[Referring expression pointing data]
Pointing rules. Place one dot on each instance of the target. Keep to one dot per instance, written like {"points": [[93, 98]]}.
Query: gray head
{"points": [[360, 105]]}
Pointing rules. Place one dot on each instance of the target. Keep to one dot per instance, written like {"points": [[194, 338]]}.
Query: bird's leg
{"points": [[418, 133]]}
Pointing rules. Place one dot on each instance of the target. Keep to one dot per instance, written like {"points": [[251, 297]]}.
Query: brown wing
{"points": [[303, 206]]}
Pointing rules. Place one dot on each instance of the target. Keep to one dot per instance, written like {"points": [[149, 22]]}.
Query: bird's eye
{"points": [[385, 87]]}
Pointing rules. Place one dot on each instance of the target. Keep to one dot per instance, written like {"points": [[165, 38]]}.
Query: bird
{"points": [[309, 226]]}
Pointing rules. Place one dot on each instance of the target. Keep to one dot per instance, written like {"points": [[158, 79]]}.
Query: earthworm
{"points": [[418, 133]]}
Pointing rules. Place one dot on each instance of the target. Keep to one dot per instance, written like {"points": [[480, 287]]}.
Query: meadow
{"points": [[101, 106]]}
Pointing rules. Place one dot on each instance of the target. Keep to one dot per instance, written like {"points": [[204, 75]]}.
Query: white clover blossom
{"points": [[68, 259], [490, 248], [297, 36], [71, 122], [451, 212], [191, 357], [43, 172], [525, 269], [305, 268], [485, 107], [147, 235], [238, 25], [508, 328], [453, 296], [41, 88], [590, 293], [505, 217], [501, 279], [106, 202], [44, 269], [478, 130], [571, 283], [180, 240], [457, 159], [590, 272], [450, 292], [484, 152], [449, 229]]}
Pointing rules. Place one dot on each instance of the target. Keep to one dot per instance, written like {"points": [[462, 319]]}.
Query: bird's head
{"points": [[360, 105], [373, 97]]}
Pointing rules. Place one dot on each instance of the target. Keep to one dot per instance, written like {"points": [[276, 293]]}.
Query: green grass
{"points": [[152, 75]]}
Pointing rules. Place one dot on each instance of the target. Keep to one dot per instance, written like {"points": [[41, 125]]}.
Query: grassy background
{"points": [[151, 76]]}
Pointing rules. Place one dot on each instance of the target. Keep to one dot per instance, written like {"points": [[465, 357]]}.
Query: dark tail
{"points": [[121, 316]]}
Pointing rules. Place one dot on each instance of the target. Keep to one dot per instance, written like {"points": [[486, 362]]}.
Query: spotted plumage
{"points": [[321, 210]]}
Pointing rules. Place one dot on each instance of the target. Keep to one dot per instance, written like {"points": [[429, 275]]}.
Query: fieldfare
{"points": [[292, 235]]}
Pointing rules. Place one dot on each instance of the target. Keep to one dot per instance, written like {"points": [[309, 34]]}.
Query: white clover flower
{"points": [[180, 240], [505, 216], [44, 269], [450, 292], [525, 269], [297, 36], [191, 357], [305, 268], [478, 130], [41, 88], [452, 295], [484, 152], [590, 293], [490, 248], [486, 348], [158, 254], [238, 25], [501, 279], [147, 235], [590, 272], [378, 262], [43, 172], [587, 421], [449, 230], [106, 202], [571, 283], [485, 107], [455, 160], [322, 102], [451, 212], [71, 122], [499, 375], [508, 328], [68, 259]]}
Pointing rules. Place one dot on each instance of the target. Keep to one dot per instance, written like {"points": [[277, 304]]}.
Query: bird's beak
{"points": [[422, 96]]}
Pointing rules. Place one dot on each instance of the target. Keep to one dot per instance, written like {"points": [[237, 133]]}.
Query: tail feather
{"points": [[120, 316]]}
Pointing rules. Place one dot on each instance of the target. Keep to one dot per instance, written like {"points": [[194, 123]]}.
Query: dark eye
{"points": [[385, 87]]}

▸ EXERCISE DIRECTIONS
Reply with the complete data above, every character as it stands.

▸ RESPONSE BOX
Pointing rules. Place one dot on each instance of the target. Keep to one dot per instance, written like {"points": [[93, 98]]}.
Query: gray head
{"points": [[360, 105]]}
Pointing rules. Place one dot on each instance of the target. Keep to one dot per instance, written like {"points": [[194, 338]]}.
Query: bird's leg
{"points": [[418, 133]]}
Pointing rules. Place one dot on each instance of the target. Keep to one dot per instance, written like {"points": [[251, 297]]}.
Query: brown wing
{"points": [[303, 206]]}
Pointing rules. Place one dot on each instance of the target. Keep to one dot per instance, written like {"points": [[149, 22]]}.
Query: bird's eye
{"points": [[385, 87]]}
Pointing rules. Place one dot on each instance of the target. Keep to one dot per instance, written like {"points": [[165, 38]]}.
Query: bird
{"points": [[309, 226]]}
Pointing rules. Place one dot on each instance of the target. Keep to one dot per instance, written like {"points": [[158, 79]]}.
Query: earthworm
{"points": [[418, 133]]}
Pointing rules. Place one dot on each instance of the target. Keep to one dot per instance, written like {"points": [[480, 287]]}.
Query: meadow
{"points": [[101, 106]]}
Pointing rules. Place one dot on each instance of the target. Keep to one dot per instance, written like {"points": [[204, 75]]}.
Query: white clover blossom
{"points": [[68, 259], [490, 248], [297, 36], [71, 122], [451, 212], [191, 357], [43, 172], [525, 269], [305, 268], [485, 107], [147, 235], [238, 25], [508, 328], [453, 296], [41, 88], [590, 293], [505, 217], [501, 279], [106, 202], [44, 269], [478, 130], [571, 283], [180, 240], [457, 159], [590, 272], [450, 292], [484, 152], [449, 229]]}
Pointing rules. Place one dot on each instance of the target. Keep to one dot per instance, written like {"points": [[462, 319]]}.
Query: bird's head
{"points": [[360, 105], [373, 97]]}
Pointing rules. Place one dot on each instance of the target. Keep to one dot per instance, written like {"points": [[276, 293]]}.
Query: green grass
{"points": [[152, 75]]}
Pointing rules. Place one dot on each instance of the target. Keep to one dot per instance, written like {"points": [[41, 125]]}.
Query: grassy background
{"points": [[151, 76]]}
Pointing rules. Place one dot on each instance of the target. Keep to one dot per instance, written like {"points": [[465, 357]]}.
Query: dark tail
{"points": [[121, 316]]}
Pointing rules. Place one dot on each instance of the target. Keep to one dot per instance, written like {"points": [[486, 362]]}.
Query: spotted plumage
{"points": [[321, 210]]}
Pointing rules. Place one dot on each instance of the target. Keep to one dot per instance, written like {"points": [[429, 275]]}.
Query: fieldfare
{"points": [[292, 235]]}
Pointing rules. Place one dot on each instance of the target. Keep to one dot per instance, written like {"points": [[309, 34]]}.
Query: white clover flower
{"points": [[180, 240], [505, 216], [44, 269], [450, 292], [525, 269], [297, 36], [191, 357], [305, 268], [478, 130], [41, 88], [452, 295], [484, 152], [590, 293], [490, 248], [486, 348], [158, 254], [238, 25], [501, 279], [147, 235], [590, 272], [378, 262], [43, 172], [587, 421], [449, 230], [106, 202], [571, 283], [485, 107], [455, 160], [322, 102], [451, 212], [71, 122], [499, 375], [508, 328], [68, 259]]}
Pointing rules. Place one dot on each instance of the target. Keep to one dot per instance, written like {"points": [[277, 304]]}.
Query: bird's beak
{"points": [[422, 96]]}
Pointing rules. Place one dot on each instance of the target. Keep to one dot per instance, written like {"points": [[237, 133]]}.
Query: tail feather
{"points": [[120, 316]]}
Pointing rules. Place one dot on each instance of the target. Keep to one dot per instance, written like {"points": [[194, 123]]}.
Query: dark eye
{"points": [[385, 87]]}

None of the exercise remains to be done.